## YOUR INSTRUCTIONS
For the data below, give the number of lines containing "pink" and nothing more.

[Stored data entries]

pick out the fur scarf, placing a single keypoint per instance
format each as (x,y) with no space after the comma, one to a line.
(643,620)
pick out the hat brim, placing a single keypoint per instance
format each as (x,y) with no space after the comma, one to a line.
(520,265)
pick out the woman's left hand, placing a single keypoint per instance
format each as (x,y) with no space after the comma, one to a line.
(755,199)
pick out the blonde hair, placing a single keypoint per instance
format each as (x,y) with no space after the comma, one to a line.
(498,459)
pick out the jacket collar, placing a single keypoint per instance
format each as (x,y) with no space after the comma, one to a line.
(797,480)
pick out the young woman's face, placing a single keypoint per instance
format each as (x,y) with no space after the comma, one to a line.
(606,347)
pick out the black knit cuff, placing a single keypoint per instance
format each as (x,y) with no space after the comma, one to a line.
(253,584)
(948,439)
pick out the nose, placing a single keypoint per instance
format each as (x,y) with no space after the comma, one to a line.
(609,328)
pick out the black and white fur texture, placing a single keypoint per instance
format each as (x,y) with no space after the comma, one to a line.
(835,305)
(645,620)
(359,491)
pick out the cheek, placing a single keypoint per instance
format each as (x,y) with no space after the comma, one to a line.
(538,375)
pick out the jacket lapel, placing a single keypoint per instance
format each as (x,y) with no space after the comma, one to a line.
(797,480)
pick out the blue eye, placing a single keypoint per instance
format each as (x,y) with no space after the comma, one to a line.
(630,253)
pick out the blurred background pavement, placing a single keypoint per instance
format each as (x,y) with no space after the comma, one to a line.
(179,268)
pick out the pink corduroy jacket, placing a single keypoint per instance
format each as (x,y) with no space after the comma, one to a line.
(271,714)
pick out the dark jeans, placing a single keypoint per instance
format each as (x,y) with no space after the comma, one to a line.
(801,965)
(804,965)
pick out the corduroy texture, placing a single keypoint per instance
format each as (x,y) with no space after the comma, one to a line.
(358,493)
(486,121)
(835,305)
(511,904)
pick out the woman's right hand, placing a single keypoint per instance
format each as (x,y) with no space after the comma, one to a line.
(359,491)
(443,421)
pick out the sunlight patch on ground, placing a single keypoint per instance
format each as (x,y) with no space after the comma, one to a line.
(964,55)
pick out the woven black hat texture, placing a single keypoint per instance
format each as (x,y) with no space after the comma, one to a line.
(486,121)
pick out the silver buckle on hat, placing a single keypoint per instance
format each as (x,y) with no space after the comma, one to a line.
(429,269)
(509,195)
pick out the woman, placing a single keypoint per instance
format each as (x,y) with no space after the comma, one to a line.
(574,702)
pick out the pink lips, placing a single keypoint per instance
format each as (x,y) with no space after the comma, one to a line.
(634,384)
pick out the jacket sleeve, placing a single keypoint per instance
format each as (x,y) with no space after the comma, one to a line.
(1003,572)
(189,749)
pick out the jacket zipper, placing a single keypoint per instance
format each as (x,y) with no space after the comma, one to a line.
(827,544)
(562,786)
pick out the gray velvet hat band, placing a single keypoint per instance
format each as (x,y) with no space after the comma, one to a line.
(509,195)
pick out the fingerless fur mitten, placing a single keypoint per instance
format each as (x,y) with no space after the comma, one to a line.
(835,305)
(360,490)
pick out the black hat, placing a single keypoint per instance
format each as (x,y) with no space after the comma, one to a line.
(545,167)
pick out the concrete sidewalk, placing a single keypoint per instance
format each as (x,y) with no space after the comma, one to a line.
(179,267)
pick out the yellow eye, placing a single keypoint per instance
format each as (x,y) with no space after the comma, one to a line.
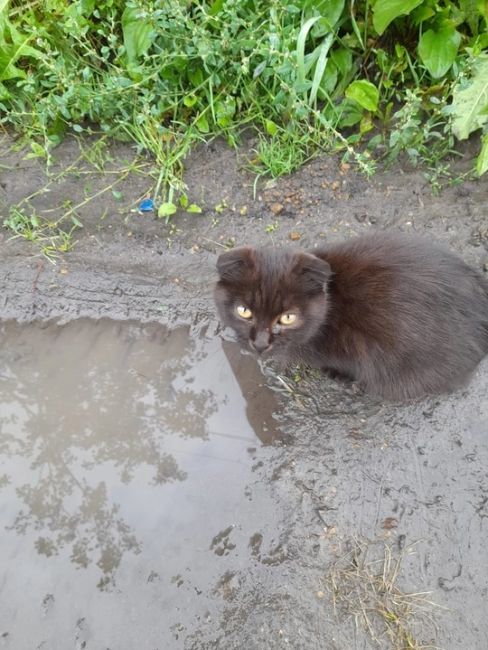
(287,319)
(244,312)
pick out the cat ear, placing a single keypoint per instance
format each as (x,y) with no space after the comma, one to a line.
(231,265)
(313,271)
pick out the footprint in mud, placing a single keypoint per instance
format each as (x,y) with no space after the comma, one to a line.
(47,604)
(220,544)
(277,555)
(81,634)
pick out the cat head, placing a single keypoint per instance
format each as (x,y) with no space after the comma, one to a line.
(272,298)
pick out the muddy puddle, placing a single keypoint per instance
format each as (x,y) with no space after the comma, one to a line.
(130,460)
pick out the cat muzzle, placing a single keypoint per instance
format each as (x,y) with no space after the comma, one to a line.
(261,343)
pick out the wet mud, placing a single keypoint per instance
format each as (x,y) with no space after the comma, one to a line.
(160,490)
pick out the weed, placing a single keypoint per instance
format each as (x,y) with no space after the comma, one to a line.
(364,585)
(49,235)
(309,76)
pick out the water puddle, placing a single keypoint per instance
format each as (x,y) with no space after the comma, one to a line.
(129,475)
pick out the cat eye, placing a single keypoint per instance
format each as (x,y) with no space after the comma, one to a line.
(244,312)
(287,319)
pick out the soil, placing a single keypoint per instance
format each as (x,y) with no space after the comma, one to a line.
(236,551)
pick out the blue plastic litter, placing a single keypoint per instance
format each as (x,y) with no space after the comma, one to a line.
(147,205)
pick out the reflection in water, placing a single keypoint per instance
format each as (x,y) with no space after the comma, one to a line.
(90,407)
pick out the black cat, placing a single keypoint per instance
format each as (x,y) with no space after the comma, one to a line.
(401,316)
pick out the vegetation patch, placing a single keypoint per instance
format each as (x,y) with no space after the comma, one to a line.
(369,78)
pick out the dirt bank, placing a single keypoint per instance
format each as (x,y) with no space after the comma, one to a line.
(345,468)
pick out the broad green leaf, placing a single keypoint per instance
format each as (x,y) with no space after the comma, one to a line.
(438,49)
(271,127)
(364,93)
(166,209)
(138,33)
(342,59)
(471,14)
(482,160)
(384,11)
(194,208)
(349,113)
(4,93)
(330,11)
(470,103)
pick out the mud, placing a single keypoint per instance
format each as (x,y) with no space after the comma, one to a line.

## FINISHED TASK
2